## begin Dataset rows
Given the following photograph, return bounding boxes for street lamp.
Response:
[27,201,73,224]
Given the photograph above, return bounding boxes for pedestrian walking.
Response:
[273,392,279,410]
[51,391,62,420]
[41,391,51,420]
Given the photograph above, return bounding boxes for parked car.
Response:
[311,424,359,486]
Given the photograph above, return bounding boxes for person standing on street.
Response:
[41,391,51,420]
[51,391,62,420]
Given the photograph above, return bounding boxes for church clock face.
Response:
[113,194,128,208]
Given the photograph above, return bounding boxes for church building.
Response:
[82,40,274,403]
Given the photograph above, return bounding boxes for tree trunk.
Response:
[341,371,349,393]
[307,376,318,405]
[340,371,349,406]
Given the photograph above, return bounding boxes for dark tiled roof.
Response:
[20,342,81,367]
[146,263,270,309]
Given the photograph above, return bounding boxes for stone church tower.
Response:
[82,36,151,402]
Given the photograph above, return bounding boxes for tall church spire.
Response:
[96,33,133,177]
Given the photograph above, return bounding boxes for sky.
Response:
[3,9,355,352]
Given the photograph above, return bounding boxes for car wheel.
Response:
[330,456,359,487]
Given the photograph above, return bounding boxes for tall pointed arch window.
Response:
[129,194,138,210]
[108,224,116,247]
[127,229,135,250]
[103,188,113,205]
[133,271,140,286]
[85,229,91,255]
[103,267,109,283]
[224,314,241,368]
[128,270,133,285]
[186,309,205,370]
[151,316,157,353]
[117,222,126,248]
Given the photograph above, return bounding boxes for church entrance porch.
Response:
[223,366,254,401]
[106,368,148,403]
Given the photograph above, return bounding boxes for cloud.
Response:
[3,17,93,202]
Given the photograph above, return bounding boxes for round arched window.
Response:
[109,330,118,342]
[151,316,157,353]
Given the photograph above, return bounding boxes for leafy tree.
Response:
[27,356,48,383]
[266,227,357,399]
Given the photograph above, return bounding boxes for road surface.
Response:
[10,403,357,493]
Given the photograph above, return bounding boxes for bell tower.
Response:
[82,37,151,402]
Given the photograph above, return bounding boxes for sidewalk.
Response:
## end Dataset rows
#### Instructions for the task:
Could you copy all of the material above, line for line, without changing a single character?

#### Solved problem:
Given the following photograph, return bounding boxes for street lamp.
Response:
[27,201,73,224]
Given the photograph above, return bounding boxes for pedestrian walking.
Response:
[273,392,279,410]
[51,391,62,420]
[41,391,51,420]
Given the photograph above, return bounding boxes for parked car.
Response:
[311,424,359,486]
Given the photograph above, return bounding boxes for person standing on street.
Response:
[41,391,51,420]
[51,391,62,420]
Given the photograph above, return bounding boxes for church clock face.
Response:
[113,194,128,208]
Given the photograph above, return bounding boxes for church building.
Response:
[82,40,274,403]
Given the photograph above, return bounding boxes for tree trunk.
Response:
[341,371,349,393]
[307,376,318,405]
[340,371,349,406]
Given the photograph above, return bounding boxes for dark tiled roof.
Response:
[20,342,81,367]
[146,263,270,309]
Given the photograph above, return bounding boxes for stone church tower.
Response:
[82,36,151,402]
Given the photograph above, return bounding boxes for tall church spire.
Response:
[96,33,133,177]
Given the photograph above, return bounding boxes for sky.
Response:
[3,9,355,352]
Given the photograph above, return bounding boxes for car wheel.
Response:
[330,456,359,487]
Given the photograph above, return bounding boxes for tall pointed arch window.
Response:
[129,194,138,210]
[108,224,116,247]
[127,229,135,250]
[103,188,113,205]
[133,271,140,286]
[85,229,91,255]
[103,267,109,283]
[224,314,241,368]
[128,270,133,285]
[186,309,205,370]
[151,316,157,353]
[117,222,126,248]
Given the photograph above, return bounding boxes for church entrance porch.
Response:
[223,366,254,401]
[106,368,148,403]
Given the photograph above, return bounding boxes for cloud.
Response:
[3,17,93,202]
Given the photograph above, return bounding boxes for round arched window.
Response:
[109,330,118,342]
[151,316,157,353]
Given the photograph above, return bounding boxes for leafy tree.
Response:
[27,356,48,383]
[266,227,357,399]
Given the photograph above, return bounding boxes for road surface.
Response:
[10,403,357,493]
Given the photograph above, return bounding boxes for bell tower.
Response:
[82,37,151,402]
Given the photograph above, return bounding boxes for sidewalk.
Response:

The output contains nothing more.